## Task objective
Will you repeat, character for character, every line from the very first through the one containing "[0,193,266,228]", omitting the pictures?

## Provided information

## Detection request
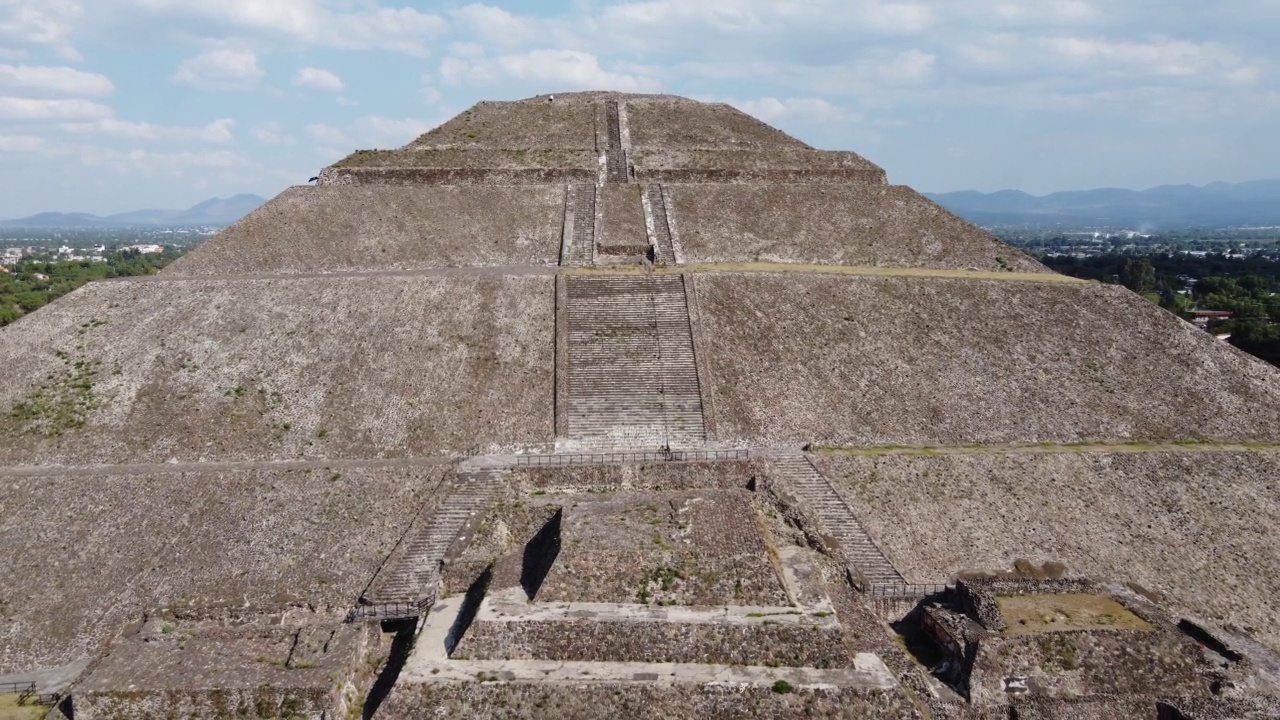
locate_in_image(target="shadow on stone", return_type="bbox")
[444,565,493,655]
[361,619,417,720]
[520,509,564,602]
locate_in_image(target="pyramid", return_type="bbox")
[0,92,1280,719]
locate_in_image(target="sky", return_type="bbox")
[0,0,1280,218]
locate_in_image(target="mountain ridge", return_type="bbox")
[924,179,1280,228]
[0,193,266,228]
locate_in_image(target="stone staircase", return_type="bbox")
[353,470,502,620]
[645,184,676,265]
[604,100,631,182]
[563,184,596,268]
[769,451,911,586]
[566,274,707,448]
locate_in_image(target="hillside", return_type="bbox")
[925,179,1280,229]
[0,195,266,228]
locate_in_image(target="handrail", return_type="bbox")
[865,583,955,598]
[516,450,751,468]
[343,598,434,623]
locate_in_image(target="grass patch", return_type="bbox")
[559,263,1089,284]
[810,439,1280,457]
[996,593,1155,635]
[9,350,101,437]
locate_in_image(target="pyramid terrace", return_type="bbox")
[0,92,1280,720]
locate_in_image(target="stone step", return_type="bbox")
[564,184,596,266]
[567,274,705,447]
[361,471,500,605]
[645,184,676,265]
[769,454,906,589]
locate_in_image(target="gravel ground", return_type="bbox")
[0,271,554,464]
[164,184,564,275]
[820,451,1280,650]
[0,458,445,674]
[694,273,1280,446]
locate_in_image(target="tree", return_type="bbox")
[1120,258,1156,295]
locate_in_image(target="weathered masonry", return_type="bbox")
[0,92,1280,720]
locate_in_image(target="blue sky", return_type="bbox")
[0,0,1280,218]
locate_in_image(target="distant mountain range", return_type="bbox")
[925,179,1280,229]
[0,195,266,228]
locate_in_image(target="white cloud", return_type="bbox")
[293,68,347,92]
[81,149,260,176]
[0,65,115,96]
[730,97,856,124]
[1041,37,1242,76]
[173,50,266,90]
[253,123,297,145]
[873,50,938,83]
[0,97,113,120]
[440,50,660,94]
[115,0,448,55]
[63,118,236,142]
[0,0,83,60]
[306,123,355,147]
[352,115,435,147]
[0,135,45,152]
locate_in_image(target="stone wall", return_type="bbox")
[379,683,923,720]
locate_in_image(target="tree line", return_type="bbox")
[0,247,187,327]
[1041,252,1280,366]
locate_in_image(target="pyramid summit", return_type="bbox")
[0,92,1280,720]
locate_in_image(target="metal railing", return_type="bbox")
[344,600,434,623]
[865,583,955,600]
[516,450,751,468]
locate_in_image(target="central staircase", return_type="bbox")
[566,274,707,448]
[358,470,502,620]
[769,451,909,593]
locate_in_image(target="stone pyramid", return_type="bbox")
[0,92,1280,719]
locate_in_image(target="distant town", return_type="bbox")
[0,215,1280,365]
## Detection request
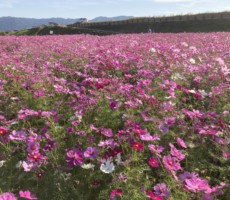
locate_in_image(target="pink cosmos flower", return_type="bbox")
[19,190,37,200]
[169,143,185,160]
[84,147,99,158]
[163,155,182,171]
[9,130,26,140]
[101,128,113,137]
[154,183,170,197]
[110,189,123,200]
[66,150,83,167]
[148,190,164,200]
[148,157,160,167]
[148,144,164,157]
[176,137,187,149]
[131,142,144,151]
[0,192,17,200]
[185,177,210,193]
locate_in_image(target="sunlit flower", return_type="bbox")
[185,177,210,193]
[154,183,170,197]
[163,155,182,171]
[0,160,6,167]
[176,137,187,149]
[65,150,83,167]
[109,189,123,200]
[148,190,164,200]
[100,159,115,174]
[22,161,34,172]
[81,163,95,169]
[0,192,17,200]
[148,157,160,167]
[9,131,26,140]
[84,147,99,158]
[131,142,144,151]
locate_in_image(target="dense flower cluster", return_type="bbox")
[0,33,230,200]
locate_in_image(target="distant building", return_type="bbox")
[75,18,87,24]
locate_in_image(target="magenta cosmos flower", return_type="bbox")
[169,143,185,160]
[101,128,113,137]
[176,137,187,149]
[163,155,182,171]
[110,189,123,200]
[19,190,37,200]
[131,142,144,151]
[65,150,83,167]
[148,190,164,200]
[154,183,170,197]
[0,192,17,200]
[148,157,160,167]
[185,177,210,193]
[9,131,26,140]
[84,147,98,158]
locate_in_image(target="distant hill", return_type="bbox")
[89,16,133,22]
[0,16,132,31]
[0,17,82,31]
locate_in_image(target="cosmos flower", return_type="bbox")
[109,189,123,200]
[101,128,113,137]
[65,150,83,167]
[148,157,160,167]
[163,155,182,171]
[185,177,210,193]
[22,161,34,172]
[9,130,26,140]
[0,192,17,200]
[84,147,99,158]
[100,159,115,174]
[148,190,164,200]
[131,142,144,151]
[169,143,185,161]
[176,137,187,149]
[154,183,170,197]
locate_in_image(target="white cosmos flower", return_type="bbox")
[100,160,115,174]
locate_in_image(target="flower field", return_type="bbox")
[0,33,230,200]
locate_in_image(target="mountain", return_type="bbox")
[89,16,133,22]
[0,16,132,32]
[0,17,79,31]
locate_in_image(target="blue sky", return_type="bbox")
[0,0,230,19]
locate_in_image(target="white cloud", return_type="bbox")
[154,0,197,3]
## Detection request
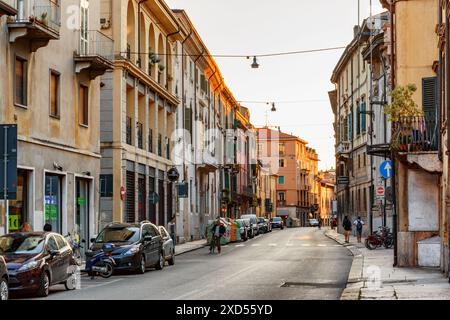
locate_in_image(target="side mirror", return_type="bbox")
[49,250,59,258]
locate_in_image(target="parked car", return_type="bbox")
[0,256,9,300]
[86,221,165,274]
[309,219,319,227]
[159,226,175,266]
[270,217,284,230]
[241,214,259,237]
[236,219,253,241]
[0,232,77,297]
[258,217,269,233]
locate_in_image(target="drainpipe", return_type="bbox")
[166,26,181,90]
[137,0,147,67]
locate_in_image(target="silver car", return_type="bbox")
[159,226,175,266]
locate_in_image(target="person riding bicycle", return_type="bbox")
[353,217,364,243]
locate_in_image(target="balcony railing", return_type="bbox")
[7,0,61,33]
[391,116,439,152]
[77,30,114,61]
[336,141,350,154]
[127,117,133,145]
[0,0,17,17]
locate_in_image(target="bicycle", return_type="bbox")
[365,227,394,250]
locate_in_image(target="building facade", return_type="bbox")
[0,0,113,248]
[100,0,182,230]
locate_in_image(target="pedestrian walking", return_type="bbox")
[342,216,352,243]
[353,217,364,243]
[168,217,177,246]
[209,217,226,254]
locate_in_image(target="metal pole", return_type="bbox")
[2,127,9,234]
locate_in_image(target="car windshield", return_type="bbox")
[95,227,140,243]
[0,233,45,255]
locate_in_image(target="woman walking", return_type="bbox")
[342,216,352,243]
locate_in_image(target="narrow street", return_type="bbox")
[29,228,352,300]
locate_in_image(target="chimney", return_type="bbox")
[353,26,359,38]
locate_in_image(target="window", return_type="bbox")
[356,105,362,135]
[100,174,113,198]
[14,57,28,106]
[50,70,60,118]
[78,85,89,126]
[279,143,286,156]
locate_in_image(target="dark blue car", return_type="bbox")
[86,221,165,274]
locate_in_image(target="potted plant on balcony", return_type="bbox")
[39,12,48,26]
[384,84,423,151]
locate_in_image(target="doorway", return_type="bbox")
[74,178,91,256]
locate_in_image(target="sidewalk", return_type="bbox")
[175,239,207,256]
[325,230,450,300]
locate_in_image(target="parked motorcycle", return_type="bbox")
[365,227,394,250]
[83,243,116,279]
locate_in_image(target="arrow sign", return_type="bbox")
[380,160,392,179]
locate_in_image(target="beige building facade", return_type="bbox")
[0,0,113,248]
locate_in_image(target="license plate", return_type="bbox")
[92,266,108,272]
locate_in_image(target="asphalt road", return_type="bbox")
[26,228,352,300]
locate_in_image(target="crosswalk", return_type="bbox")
[230,242,342,248]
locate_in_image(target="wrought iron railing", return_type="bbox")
[391,116,439,152]
[77,30,114,61]
[127,117,133,145]
[6,0,61,32]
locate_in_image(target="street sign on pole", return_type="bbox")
[0,124,17,233]
[380,160,392,179]
[376,186,385,200]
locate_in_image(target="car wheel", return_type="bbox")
[0,278,9,301]
[156,252,166,270]
[64,273,77,291]
[137,255,147,274]
[168,251,175,266]
[37,271,50,297]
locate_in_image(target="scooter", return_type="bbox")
[83,243,116,279]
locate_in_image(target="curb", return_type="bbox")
[325,231,364,300]
[175,243,208,256]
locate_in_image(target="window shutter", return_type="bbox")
[356,106,361,134]
[361,102,366,132]
[422,77,438,150]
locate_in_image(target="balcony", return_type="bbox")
[391,116,439,153]
[336,141,351,155]
[74,30,114,80]
[7,0,61,52]
[197,150,219,173]
[390,116,443,173]
[0,0,17,17]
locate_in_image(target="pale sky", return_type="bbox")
[166,0,382,169]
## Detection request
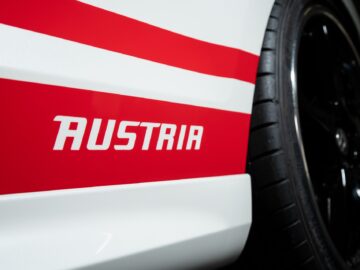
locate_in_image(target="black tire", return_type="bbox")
[243,0,360,270]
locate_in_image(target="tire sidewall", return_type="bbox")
[276,0,347,270]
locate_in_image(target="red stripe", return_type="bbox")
[0,0,258,83]
[0,79,250,194]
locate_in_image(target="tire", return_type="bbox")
[243,0,360,270]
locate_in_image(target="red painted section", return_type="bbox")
[0,0,259,83]
[0,79,250,194]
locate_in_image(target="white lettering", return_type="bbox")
[53,115,87,150]
[140,122,160,150]
[114,121,140,150]
[87,118,116,150]
[186,126,204,150]
[156,124,176,150]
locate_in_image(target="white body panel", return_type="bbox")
[0,175,251,270]
[0,25,254,113]
[0,0,273,270]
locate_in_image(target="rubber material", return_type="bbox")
[242,0,358,270]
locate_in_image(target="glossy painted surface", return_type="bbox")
[0,175,251,270]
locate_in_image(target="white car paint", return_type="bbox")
[0,175,251,270]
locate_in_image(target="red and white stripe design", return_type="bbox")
[0,0,272,194]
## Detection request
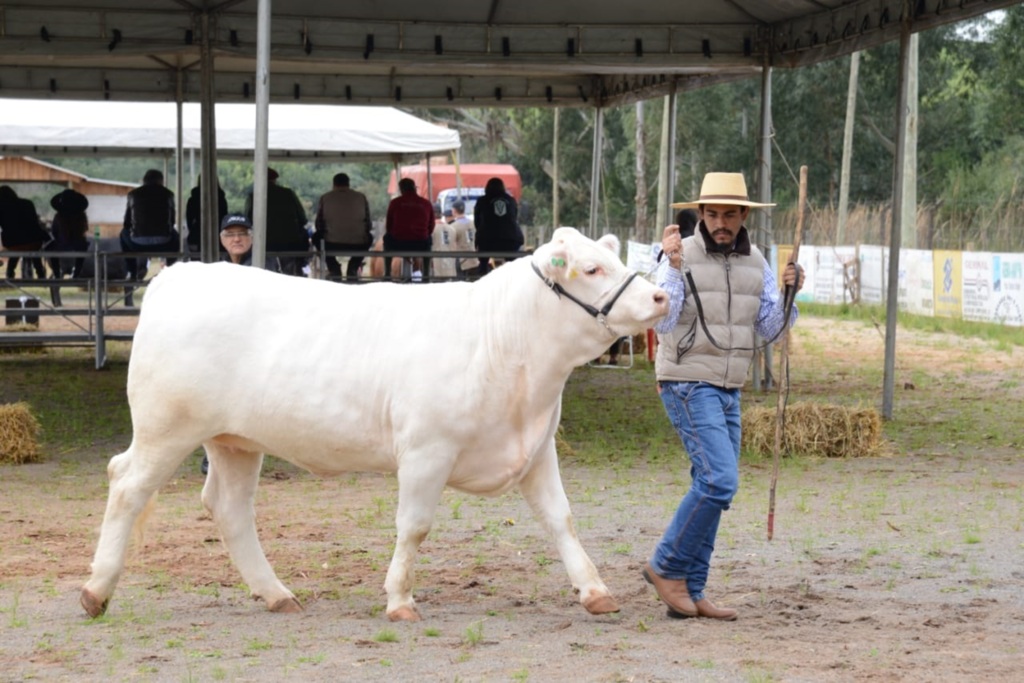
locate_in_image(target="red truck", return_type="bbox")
[387,164,522,215]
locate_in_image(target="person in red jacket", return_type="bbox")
[384,178,434,278]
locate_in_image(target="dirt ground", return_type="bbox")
[0,321,1024,682]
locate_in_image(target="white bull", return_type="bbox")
[81,228,668,621]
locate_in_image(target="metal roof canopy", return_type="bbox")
[0,0,1019,106]
[0,99,460,163]
[0,0,1020,418]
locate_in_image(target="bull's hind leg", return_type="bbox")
[81,440,195,616]
[197,442,302,612]
[519,439,618,614]
[384,452,449,622]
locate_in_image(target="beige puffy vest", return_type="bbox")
[654,230,765,389]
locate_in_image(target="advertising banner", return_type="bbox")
[858,245,889,304]
[897,249,935,315]
[932,250,964,317]
[991,254,1024,328]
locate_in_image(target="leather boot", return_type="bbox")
[694,598,737,622]
[641,562,698,617]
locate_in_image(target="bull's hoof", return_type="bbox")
[387,607,420,622]
[270,598,302,614]
[79,588,111,618]
[583,595,618,614]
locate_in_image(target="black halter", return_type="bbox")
[530,262,637,334]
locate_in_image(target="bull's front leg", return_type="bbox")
[519,438,618,614]
[384,452,450,622]
[202,441,302,612]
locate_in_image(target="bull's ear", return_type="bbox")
[597,232,623,256]
[534,240,569,280]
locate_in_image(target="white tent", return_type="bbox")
[0,99,460,162]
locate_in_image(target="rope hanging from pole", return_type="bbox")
[768,166,807,541]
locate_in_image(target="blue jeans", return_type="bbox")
[650,382,740,600]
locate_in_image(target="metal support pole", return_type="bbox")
[253,0,270,268]
[92,250,106,370]
[752,56,775,391]
[587,106,604,240]
[174,69,187,252]
[199,12,220,263]
[882,13,910,420]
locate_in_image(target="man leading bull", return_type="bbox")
[643,173,804,621]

## Problem solution
## Detection request
locate_in_image(target="shadow on stone", return_type="bbox")
[444,565,493,655]
[361,619,417,720]
[520,509,564,602]
locate_in_image(target="pyramid", return_type="bbox")
[0,92,1280,719]
locate_in_image(target="sky", return_type="bbox")
[0,0,1280,218]
locate_in_image(target="mountain ridge", return_type="bbox")
[924,179,1280,228]
[0,193,266,228]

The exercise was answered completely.